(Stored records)
※
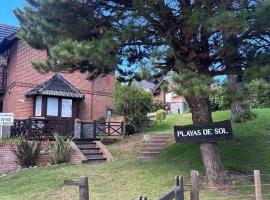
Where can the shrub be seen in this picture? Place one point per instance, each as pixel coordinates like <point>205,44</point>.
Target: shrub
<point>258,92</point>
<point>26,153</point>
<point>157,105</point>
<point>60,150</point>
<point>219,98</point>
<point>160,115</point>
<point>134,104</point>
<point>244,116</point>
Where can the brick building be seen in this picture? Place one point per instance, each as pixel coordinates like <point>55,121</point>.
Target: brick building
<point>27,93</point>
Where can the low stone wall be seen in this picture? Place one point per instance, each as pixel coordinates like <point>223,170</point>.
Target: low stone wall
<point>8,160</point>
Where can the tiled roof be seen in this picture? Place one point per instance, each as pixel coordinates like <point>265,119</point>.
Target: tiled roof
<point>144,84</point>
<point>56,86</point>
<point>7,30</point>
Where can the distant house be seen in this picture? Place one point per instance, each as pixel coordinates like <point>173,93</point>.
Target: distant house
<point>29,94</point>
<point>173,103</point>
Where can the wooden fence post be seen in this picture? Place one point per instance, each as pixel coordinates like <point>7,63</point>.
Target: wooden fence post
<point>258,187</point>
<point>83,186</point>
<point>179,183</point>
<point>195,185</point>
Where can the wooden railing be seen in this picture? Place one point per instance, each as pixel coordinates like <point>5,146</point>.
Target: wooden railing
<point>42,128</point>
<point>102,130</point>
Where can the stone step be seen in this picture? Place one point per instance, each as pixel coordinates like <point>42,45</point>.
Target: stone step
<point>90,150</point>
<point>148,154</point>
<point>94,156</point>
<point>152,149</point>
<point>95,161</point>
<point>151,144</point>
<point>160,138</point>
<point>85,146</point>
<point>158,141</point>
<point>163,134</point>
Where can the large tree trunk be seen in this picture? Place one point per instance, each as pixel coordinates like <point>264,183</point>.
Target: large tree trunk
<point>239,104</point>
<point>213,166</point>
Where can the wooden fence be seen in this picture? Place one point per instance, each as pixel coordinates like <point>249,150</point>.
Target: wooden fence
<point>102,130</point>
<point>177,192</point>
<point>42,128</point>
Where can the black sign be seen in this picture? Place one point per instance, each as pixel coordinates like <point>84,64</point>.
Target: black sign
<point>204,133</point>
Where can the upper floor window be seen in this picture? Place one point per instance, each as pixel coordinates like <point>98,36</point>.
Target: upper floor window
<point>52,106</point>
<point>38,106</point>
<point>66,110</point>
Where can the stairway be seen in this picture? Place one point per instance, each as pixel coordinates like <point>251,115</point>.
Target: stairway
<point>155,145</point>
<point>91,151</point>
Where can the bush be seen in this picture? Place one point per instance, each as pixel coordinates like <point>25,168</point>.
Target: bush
※
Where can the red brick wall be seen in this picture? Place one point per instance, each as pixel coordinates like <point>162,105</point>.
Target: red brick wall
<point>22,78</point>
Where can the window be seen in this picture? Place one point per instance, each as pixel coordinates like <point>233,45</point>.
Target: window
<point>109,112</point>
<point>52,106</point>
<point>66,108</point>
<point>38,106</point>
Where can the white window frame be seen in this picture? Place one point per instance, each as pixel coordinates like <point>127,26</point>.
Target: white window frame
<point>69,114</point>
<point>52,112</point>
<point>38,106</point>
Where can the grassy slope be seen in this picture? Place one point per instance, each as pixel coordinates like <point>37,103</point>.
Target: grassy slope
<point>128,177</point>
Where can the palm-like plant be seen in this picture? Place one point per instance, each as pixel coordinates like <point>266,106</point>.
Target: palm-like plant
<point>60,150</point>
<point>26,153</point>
※
#### [DIRECTIONS FOR THIS TASK]
From the data above, output exactly the lines between the one containing "Where can the black" and the one containing "Target: bush", counting both of them.

#### [FINAL ANSWER]
Where can the black sign be seen in this picture? Place one point per instance, each as pixel coordinates like <point>84,64</point>.
Target: black sign
<point>204,133</point>
Where can the upper floor window be seen in this picture? Place one point per instance, each as pixel coordinates like <point>98,36</point>.
Target: upper floor window
<point>52,106</point>
<point>38,106</point>
<point>66,110</point>
Where can the stairway be seen in this picture? Place one point per instance, each as pixel coordinates like <point>251,115</point>.
Target: stairway
<point>155,145</point>
<point>91,151</point>
Where can the bush be seen in this picture? Place one point per instance, each as pixel coordinates like <point>25,168</point>.
Target: bush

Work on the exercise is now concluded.